● Directions: Copy all of the records below word for word, but leave the pictures out.

● Source material:
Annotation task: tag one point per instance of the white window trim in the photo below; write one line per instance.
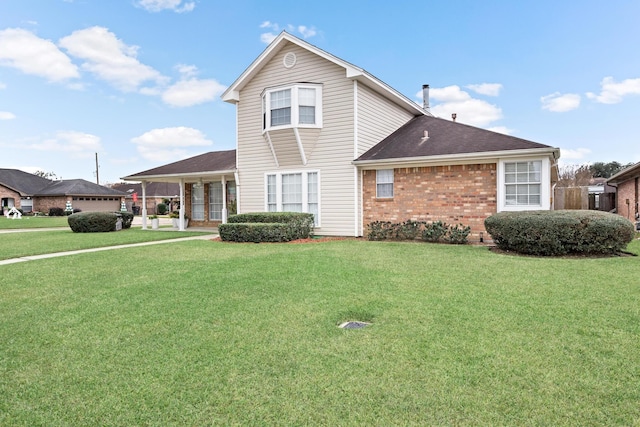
(545, 187)
(393, 184)
(305, 191)
(266, 106)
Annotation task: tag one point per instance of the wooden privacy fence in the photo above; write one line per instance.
(579, 198)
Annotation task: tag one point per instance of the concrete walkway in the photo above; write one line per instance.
(213, 233)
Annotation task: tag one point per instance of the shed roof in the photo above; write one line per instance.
(211, 163)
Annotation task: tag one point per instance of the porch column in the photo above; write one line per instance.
(144, 205)
(224, 200)
(181, 220)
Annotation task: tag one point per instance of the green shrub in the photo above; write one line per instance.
(267, 227)
(434, 231)
(457, 234)
(550, 233)
(127, 219)
(56, 212)
(93, 222)
(408, 230)
(380, 230)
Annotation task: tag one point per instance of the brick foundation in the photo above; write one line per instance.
(456, 194)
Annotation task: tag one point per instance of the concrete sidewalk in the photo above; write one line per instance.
(106, 248)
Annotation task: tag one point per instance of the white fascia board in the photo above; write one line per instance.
(448, 159)
(177, 176)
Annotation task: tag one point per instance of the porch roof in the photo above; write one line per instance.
(209, 165)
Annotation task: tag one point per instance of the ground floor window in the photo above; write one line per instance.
(384, 183)
(523, 182)
(215, 201)
(293, 192)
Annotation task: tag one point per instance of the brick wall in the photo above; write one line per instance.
(627, 191)
(10, 194)
(454, 194)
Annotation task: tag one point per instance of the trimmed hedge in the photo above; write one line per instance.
(267, 227)
(563, 232)
(436, 231)
(94, 222)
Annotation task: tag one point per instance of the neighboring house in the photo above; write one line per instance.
(318, 134)
(156, 193)
(627, 183)
(33, 193)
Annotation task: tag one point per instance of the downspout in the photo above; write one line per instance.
(144, 205)
(181, 226)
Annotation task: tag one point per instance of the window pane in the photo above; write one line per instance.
(271, 193)
(197, 202)
(384, 183)
(292, 192)
(215, 201)
(280, 107)
(307, 115)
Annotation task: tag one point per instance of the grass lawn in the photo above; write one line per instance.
(15, 245)
(33, 222)
(210, 333)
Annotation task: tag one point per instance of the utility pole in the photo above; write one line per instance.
(97, 175)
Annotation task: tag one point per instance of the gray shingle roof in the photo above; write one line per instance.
(77, 187)
(445, 138)
(208, 162)
(27, 184)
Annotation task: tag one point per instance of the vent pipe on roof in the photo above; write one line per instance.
(425, 97)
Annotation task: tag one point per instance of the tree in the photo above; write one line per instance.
(607, 170)
(574, 176)
(48, 175)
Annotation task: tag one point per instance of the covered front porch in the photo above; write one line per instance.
(207, 188)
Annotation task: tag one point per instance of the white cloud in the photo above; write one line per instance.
(110, 59)
(5, 115)
(30, 54)
(160, 5)
(489, 89)
(186, 93)
(301, 30)
(574, 154)
(612, 92)
(468, 110)
(559, 103)
(501, 129)
(77, 144)
(191, 90)
(166, 144)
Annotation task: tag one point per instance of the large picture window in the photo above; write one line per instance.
(523, 182)
(293, 192)
(298, 105)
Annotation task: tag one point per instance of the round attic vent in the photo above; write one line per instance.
(289, 60)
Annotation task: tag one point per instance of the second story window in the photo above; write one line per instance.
(298, 105)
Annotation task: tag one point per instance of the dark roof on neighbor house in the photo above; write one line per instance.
(625, 174)
(77, 187)
(445, 138)
(153, 189)
(212, 161)
(27, 184)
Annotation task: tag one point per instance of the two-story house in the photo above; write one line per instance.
(318, 134)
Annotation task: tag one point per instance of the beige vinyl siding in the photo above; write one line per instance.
(329, 150)
(377, 118)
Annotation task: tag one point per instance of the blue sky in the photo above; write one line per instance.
(139, 81)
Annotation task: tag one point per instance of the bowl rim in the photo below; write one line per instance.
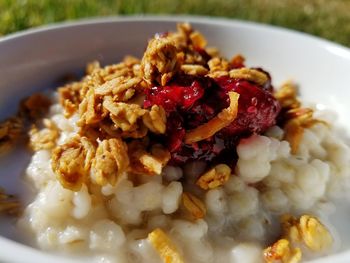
(31, 254)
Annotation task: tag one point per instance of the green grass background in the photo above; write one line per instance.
(328, 19)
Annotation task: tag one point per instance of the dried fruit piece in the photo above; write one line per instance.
(215, 177)
(164, 246)
(155, 119)
(314, 234)
(252, 75)
(223, 119)
(281, 251)
(44, 139)
(110, 162)
(71, 162)
(194, 205)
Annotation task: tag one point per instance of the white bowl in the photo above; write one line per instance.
(37, 59)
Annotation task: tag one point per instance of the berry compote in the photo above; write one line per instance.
(192, 101)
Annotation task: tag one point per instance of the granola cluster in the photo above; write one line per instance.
(121, 135)
(305, 231)
(115, 127)
(294, 117)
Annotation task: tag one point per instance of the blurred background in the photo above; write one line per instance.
(329, 19)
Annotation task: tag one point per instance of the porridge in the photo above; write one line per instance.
(180, 156)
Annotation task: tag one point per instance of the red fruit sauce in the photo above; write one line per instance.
(191, 101)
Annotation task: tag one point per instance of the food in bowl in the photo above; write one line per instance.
(180, 156)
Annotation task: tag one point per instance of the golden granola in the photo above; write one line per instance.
(252, 75)
(35, 106)
(71, 162)
(10, 131)
(165, 247)
(69, 98)
(215, 177)
(308, 230)
(282, 252)
(110, 162)
(193, 205)
(196, 70)
(160, 61)
(44, 139)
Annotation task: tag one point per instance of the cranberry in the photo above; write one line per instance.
(191, 101)
(257, 108)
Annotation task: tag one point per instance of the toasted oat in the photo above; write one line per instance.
(160, 60)
(218, 67)
(215, 177)
(193, 205)
(44, 139)
(308, 230)
(35, 106)
(223, 119)
(69, 98)
(281, 251)
(198, 40)
(72, 161)
(10, 131)
(90, 109)
(315, 235)
(119, 87)
(155, 119)
(252, 75)
(123, 115)
(92, 66)
(110, 162)
(196, 70)
(8, 204)
(164, 246)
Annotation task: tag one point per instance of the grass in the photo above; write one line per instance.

● Complete response:
Annotation task: tag one point per instance of the white window trim in the photo below; write one line per instance.
(545, 187)
(393, 184)
(305, 191)
(266, 106)
Annotation task: tag one point per instance of the wooden privacy fence in the photo above; write one line per instance.
(579, 198)
Annotation task: tag one point per instance of the concrete walkway in the photo above; write one line per instance.
(213, 233)
Annotation task: tag one point per instance of the shed roof in the photo above; write one line per instance.
(211, 163)
Annotation task: tag one point per instance of the porch column in the photo above; write one line per instance.
(144, 205)
(224, 200)
(181, 220)
Annotation task: tag one point per instance of the green shrub in the photo above; write one line per instance.
(267, 227)
(434, 231)
(457, 234)
(550, 233)
(127, 219)
(56, 212)
(93, 222)
(408, 230)
(380, 230)
Annotation task: tag one point per instance of the brick foundation in the photo above; write one line per instance.
(456, 194)
Annotation task: tag one point per instance of the concrete sidewalk in the photo above; write one line per instance.
(106, 248)
Annotation task: tag one point per instance of the white fascia board in the photo above; write one line per instance.
(448, 159)
(177, 176)
Annotation task: tag one point per instance of the porch roof in the photo above; write one line per instance.
(209, 165)
Annotation task: tag one point per instance of the ground floor window in the photo above; write one line per instance.
(384, 183)
(523, 182)
(215, 201)
(293, 192)
Annotation task: tag one point per instance of the brick wall in the photo above; write one line per instance.
(627, 191)
(10, 194)
(454, 194)
Annotation task: tag one point per instance of the trimmed hedge in the photo above; write one line per instance.
(267, 227)
(563, 232)
(436, 231)
(94, 222)
Annotation task: tag one point per instance of the neighboring house in the photo above; write one line per instance.
(318, 134)
(156, 193)
(627, 183)
(33, 193)
Annotation task: tag one point per instance of the downspout in the photo above; write one line per instance.
(144, 205)
(181, 226)
Annotation task: tag one point per instance of the window pane in the photo above; write one line per instance.
(271, 193)
(197, 202)
(384, 183)
(292, 192)
(215, 201)
(280, 107)
(307, 115)
Annotation task: tag one point per instance of the grass lawn in the photo above; write one line per instance.
(15, 245)
(33, 222)
(210, 333)
Annotation task: tag one point per instance of the utility pole in the photo above; write one line per instance.
(97, 175)
Annotation task: tag one point per instance of the gray shingle roof in the photo above; write one line per instance.
(77, 187)
(445, 138)
(208, 162)
(27, 184)
Annotation task: tag one point per instance of the vent pipe on roof in the photo above; write one line per instance.
(425, 97)
Annotation task: tag one point per instance of the tree in the photo above; write one line per instance.
(607, 170)
(574, 176)
(48, 175)
Annotation task: tag one point per instance of the covered front porch in the photo above; write one line per instance.
(207, 188)
Annotation task: tag one point per instance of the white cloud in the photo above; write one line per instance.
(110, 59)
(5, 115)
(30, 54)
(160, 5)
(489, 89)
(186, 93)
(301, 30)
(574, 154)
(612, 92)
(468, 110)
(559, 103)
(501, 129)
(77, 144)
(191, 90)
(166, 144)
Annotation task: tag one point per instance of the large picture window in the photo above; write one line per instance.
(523, 182)
(293, 192)
(298, 105)
Annotation task: tag one point per instance of the round attic vent in the photo above; write one line per instance.
(289, 60)
Annotation task: tag one point per instance of the second story window in the photo above; write one line per instance.
(298, 105)
Annotation task: tag one point per instance of the dark roof on neighbor house in the photo above; write one line per instance.
(625, 174)
(77, 187)
(445, 138)
(153, 189)
(212, 161)
(27, 184)
Annotation task: tag one point per instance of the two-story house in the photo above; write one line per instance.
(318, 134)
Annotation task: tag one point per instance of the beige vinyl siding in the photo above; write one line per instance.
(329, 150)
(377, 118)
Annotation task: tag one point per instance of the blue sky in the photo above; write one line per instance.
(139, 81)
Annotation task: tag one point per instance of the bowl rim in the photo below; write one line per instance.
(31, 254)
Annotation task: tag one point per instance of the green grass background in the photo above; write one line per instance.
(328, 19)
Annotation task: tag one point per instance of the dried fruit piece in the photo above; write one line per instance.
(215, 177)
(164, 246)
(155, 119)
(314, 234)
(252, 75)
(223, 119)
(281, 251)
(44, 139)
(110, 162)
(71, 162)
(194, 205)
Annotation task: tag one point per instance of the white bowl in the photo above; write one line per instance.
(37, 59)
Annotation task: tag one point per instance of the berry compote in the photo above; write one line per instance.
(192, 101)
Annotation task: tag one point per instance of the granola cluster in the photo above; write one line per instance.
(121, 135)
(305, 231)
(115, 127)
(294, 117)
Annotation task: tag one point per instance of the blurred background in the photo above; write one line per instance.
(329, 19)
Annotation task: tag one point per instance of the porridge in the photo above; write one line per instance.
(180, 156)
Annotation task: tag one point per instance of the red fruit sauce in the photo above; write one line per instance.
(191, 101)
Annotation task: tag one point per instance of the food in bowl in the photo above; write one line per instance.
(180, 156)
Annotation task: tag one point per instance of the golden granola in the photo above; write one line per instance.
(252, 75)
(35, 106)
(71, 162)
(10, 131)
(165, 247)
(69, 98)
(215, 177)
(308, 230)
(282, 252)
(110, 162)
(193, 205)
(196, 70)
(160, 61)
(44, 139)
Annotation task: tag one point per instance of the cranberry in the photo above; write one line per instance.
(191, 101)
(257, 108)
Annotation task: tag one point per instance of the toasted oat in the photo above; write one line per instance.
(160, 60)
(218, 67)
(215, 177)
(193, 205)
(44, 139)
(308, 230)
(35, 106)
(223, 119)
(69, 98)
(281, 251)
(198, 40)
(72, 161)
(10, 131)
(90, 109)
(315, 235)
(119, 87)
(155, 119)
(252, 75)
(123, 115)
(92, 66)
(110, 162)
(196, 70)
(8, 204)
(164, 246)
Annotation task: tag one point per instance of the grass in the photo above; write one line per instance.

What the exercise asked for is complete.